▶ _TEXTO DA PÁGINA_
★ ★ ★ ★ ★ ★ ★

Para falar das belas igrejas de Ouro Preto, dos profetas de Aleijadinho, das riquezas de Mariana e de tantas outras coisas mais, seria preciso um artigo para cada assunto. Como o espaço é curto e tendo em vista que muitos são os textos que dizem respeito às localidades acima referidas, prefiro falar sobre o Mercado Central de Belo Horizonte, o Mineirão e o Bar do Bolão.

 

Muitas pessoas, ao visitarem qualquer cidade, preferem ir ao shopping center. Mas shopping é tudo igual e até o cheiro é o mesmo, só muda de tamanho. No meu entender, é um desperdício de tempo. Em Belo Horizonte, descobri o Mercado Central e por ele fiquei fascinado. É o retrato do povo mineiro e o cheiro exalado naquele espaço é uma mistura de cultura com queijo e goiabada cascão. Lá se vende de tudo, de artesanato a galinha caipira. Ali se descobre a hospitalidade do povo mineiro: travei conversas com pessoas conhecidas há cinco minutos, mas que pareciam amigas de longa data. Um copo de cachaça na mão, um pedaço de queijo na outra e um “pé” de balcão são convites sedutores para se iniciar um bom e gostoso papo com qualquer mineiro que freqüenta o Mercado Central. E todos freqüentam, do gari ao executivo.

 

Para minha sorte, fui ao Mineirão no dia do último jogo do campeonato brasileiro de 2004, partida disputada entre o Atlético e o São Caetano. Foi um jogo de uma torcida só, a maior renda da competição. Pode-se dizer que o Mineirão é um Mercado Central em tamanho gigante, apenas acrescido de uma boa dose de fanatismo por parte dos atleticanos convictos. Mas a torcida é linda, apaixonada, assim como a do meu Flamengo. Minas e comida são palavras praticamente sinônimas e até durante a partida de futebol é servido no Estádio um tradicional e delicioso feijão tropeiro, com vinagrete, farofa e um ovo frito no centro do prato: é o que eles chamam de “ovni”. Num determinado momento, é possível apreciar milhares de pessoas com um prato na mão e assistindo ao jogo, em plena arquibancada lotada.

★ ★ ★ ★ ★ ★ ★

▶ _LINHAS FORNECIDAS_

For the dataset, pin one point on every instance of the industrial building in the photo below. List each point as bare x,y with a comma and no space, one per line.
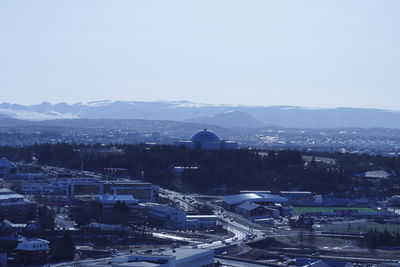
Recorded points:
16,207
207,140
141,191
7,168
232,201
180,257
294,197
31,251
108,202
171,217
201,221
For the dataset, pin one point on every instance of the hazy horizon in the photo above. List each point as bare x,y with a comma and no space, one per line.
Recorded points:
323,54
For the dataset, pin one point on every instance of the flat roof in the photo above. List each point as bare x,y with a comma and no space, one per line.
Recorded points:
259,197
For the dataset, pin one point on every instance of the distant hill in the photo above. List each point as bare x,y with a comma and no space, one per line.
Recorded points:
174,128
229,116
230,119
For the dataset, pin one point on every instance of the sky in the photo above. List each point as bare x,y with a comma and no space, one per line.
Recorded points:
339,53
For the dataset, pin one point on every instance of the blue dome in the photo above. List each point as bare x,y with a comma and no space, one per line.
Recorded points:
205,136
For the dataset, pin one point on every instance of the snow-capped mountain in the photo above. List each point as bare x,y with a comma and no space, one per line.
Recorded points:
233,116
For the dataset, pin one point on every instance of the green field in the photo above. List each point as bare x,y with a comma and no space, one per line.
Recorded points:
300,210
357,227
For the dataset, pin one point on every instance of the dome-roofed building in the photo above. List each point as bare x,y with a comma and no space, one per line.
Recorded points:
205,136
208,140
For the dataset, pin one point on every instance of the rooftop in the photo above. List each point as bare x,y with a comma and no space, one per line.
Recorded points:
252,197
205,136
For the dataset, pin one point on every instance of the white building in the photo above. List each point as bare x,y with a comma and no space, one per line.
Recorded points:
377,175
207,140
33,251
38,188
108,201
16,207
179,257
171,217
201,221
7,168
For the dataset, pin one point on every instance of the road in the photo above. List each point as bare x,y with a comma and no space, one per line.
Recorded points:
242,232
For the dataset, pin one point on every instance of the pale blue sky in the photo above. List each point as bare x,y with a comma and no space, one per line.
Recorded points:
318,53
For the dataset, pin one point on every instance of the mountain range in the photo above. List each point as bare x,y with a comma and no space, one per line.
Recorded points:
227,116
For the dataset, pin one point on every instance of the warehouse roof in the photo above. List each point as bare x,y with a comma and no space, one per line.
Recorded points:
252,197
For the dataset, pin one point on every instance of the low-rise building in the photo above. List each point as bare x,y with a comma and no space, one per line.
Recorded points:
142,191
7,168
33,251
252,210
180,257
171,217
16,207
232,201
108,202
29,188
201,221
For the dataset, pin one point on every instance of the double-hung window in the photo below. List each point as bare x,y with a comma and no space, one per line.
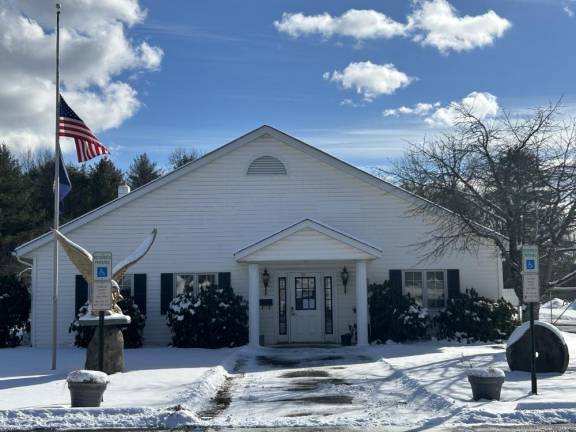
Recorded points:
427,287
192,282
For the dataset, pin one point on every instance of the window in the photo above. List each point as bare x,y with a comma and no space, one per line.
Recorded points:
282,305
267,165
305,293
328,318
191,282
426,287
127,286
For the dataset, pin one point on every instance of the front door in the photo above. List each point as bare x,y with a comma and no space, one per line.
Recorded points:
306,308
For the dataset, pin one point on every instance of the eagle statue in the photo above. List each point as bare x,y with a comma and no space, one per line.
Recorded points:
82,259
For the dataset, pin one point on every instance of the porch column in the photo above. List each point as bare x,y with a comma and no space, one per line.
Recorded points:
361,303
253,305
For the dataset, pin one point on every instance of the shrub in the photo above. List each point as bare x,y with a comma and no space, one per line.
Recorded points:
14,311
395,316
212,318
133,333
472,318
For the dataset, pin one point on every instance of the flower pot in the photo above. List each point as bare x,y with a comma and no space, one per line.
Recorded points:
84,394
486,387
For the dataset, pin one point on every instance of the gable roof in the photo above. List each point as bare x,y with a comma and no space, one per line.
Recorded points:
260,132
340,236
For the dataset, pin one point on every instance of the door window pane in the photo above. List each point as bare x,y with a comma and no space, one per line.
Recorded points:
328,318
305,288
413,285
282,313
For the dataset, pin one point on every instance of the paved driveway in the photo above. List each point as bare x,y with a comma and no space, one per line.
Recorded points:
320,386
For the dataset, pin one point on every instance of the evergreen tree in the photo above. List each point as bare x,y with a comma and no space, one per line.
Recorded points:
142,170
180,156
104,181
16,214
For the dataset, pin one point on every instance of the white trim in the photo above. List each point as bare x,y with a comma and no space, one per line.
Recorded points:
425,285
210,157
242,254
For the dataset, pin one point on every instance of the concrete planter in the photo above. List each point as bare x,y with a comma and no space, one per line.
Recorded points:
486,387
86,394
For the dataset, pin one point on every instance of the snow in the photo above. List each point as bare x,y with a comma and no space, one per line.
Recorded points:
557,311
489,372
87,376
396,387
523,328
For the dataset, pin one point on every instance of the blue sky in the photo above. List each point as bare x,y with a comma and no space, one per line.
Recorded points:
226,69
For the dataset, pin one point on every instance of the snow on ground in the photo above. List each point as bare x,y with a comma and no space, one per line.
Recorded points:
557,309
399,387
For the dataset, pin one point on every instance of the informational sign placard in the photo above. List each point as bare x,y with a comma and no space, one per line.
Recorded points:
102,285
530,274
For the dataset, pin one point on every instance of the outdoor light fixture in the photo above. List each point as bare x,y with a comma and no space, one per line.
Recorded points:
265,280
344,275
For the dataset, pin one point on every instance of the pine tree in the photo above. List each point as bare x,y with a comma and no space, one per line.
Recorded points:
180,156
104,181
142,170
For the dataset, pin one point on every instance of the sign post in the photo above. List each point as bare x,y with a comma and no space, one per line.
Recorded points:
531,295
101,295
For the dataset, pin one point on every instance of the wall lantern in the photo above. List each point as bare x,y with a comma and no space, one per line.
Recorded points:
265,280
344,275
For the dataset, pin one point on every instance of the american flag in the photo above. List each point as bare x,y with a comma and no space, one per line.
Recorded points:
70,125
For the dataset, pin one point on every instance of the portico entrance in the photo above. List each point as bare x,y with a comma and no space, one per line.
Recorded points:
304,299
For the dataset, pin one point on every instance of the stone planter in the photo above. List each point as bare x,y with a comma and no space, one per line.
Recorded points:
86,394
486,384
86,387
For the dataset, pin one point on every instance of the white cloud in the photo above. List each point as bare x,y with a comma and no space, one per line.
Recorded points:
439,25
358,24
432,23
95,50
481,104
370,80
419,109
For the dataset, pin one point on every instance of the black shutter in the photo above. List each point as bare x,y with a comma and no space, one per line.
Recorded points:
396,281
224,280
166,291
453,277
140,291
81,293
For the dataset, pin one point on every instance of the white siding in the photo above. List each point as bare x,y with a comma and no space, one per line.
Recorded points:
307,245
203,217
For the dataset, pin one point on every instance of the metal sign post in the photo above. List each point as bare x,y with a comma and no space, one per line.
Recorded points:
101,295
531,295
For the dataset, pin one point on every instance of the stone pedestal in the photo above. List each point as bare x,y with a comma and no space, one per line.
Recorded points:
113,360
113,350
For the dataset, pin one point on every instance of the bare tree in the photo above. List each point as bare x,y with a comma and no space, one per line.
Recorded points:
509,181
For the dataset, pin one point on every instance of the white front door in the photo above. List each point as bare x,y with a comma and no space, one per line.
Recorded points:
306,306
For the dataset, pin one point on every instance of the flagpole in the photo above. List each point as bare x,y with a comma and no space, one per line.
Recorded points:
56,195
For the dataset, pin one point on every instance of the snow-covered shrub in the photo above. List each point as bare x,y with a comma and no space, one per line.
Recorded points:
14,311
133,333
213,318
394,316
472,318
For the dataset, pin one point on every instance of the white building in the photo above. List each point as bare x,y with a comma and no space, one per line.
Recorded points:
265,202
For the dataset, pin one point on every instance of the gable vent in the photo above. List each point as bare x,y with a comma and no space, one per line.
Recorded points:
266,165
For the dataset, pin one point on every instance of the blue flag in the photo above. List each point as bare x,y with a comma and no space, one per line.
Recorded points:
64,184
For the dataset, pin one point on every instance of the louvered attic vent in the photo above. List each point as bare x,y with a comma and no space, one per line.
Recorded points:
267,165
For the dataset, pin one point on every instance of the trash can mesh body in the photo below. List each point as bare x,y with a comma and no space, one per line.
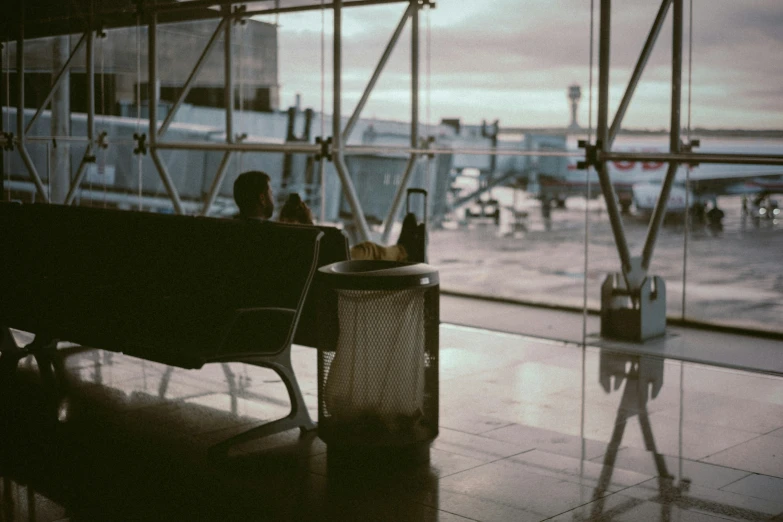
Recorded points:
378,367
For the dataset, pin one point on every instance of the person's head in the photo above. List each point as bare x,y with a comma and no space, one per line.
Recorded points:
253,195
296,211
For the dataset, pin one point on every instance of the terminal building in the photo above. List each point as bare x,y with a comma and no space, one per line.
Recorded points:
555,350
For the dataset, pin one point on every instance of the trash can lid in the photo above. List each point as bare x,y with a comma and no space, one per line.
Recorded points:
379,275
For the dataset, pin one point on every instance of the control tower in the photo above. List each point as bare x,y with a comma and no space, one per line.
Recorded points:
574,95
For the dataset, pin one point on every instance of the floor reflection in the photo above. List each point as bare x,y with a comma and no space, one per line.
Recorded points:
530,430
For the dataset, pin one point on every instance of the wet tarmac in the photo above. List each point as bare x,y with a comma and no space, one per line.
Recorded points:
731,277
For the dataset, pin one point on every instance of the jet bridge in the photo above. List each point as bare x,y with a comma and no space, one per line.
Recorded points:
633,287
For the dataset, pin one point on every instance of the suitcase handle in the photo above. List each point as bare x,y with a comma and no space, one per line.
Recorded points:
412,191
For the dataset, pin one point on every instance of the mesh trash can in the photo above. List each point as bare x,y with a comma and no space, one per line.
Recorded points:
378,359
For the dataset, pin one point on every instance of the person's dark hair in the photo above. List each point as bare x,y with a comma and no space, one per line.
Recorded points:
252,194
296,211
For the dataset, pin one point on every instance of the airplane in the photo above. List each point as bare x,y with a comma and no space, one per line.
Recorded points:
637,184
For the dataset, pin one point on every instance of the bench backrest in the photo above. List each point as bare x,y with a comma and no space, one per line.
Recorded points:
180,290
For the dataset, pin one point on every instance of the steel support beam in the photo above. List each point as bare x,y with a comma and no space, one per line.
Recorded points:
216,183
637,72
28,162
291,147
362,229
602,135
89,65
228,92
152,79
376,74
409,166
674,137
189,82
203,4
696,157
56,84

★ ★ ★ ★ ★ ★ ★

▶ _QUESTÕES DE ESTUDO_
1 - Responda às perguntas abaixo com base no texto da página.
(a) Quais são os três lugares de que o texto da página prefere falar?
(b) Segundo o texto da página, o que se vende no Mercado Central?
(c) Como é chamado o prato de feijão tropeiro com um ovo frito no centro servido no Mineirão?
2 - Por favor, reproduza do texto da página tudo o que vai de "Para minha sorte, fui" até "plena arquibancada lotada.", sem nenhuma alteração.

▶ _RESPOSTAS POR TAREFA_
1 -
(a) O Mercado Central de Belo Horizonte, o Mineirão e o Bar do Bolão.
(b) Vende-se de tudo, de artesanato a galinha caipira.
(c) É chamado de "ovni".

2 -
Para minha sorte, fui ao Mineirão no dia do último jogo do campeonato brasileiro de 2004, partida disputada entre o Atlético e o São Caetano. Foi um jogo de uma torcida só, a maior renda da competição. Pode-se dizer que o Mineirão é um Mercado Central em tamanho gigante, apenas acrescido de uma boa dose de fanatismo por parte dos atleticanos convictos. Mas a torcida é linda, apaixonada, assim como a do meu Flamengo. Minas e comida são palavras praticamente sinônimas e até durante a partida de futebol é servido no Estádio um tradicional e delicioso feijão tropeiro, com vinagrete, farofa e um ovo frito no centro do prato: é o que eles chamam de “ovni”. Num determinado momento, é possível apreciar milhares de pessoas com um prato na mão e assistindo ao jogo, em plena arquibancada lotada.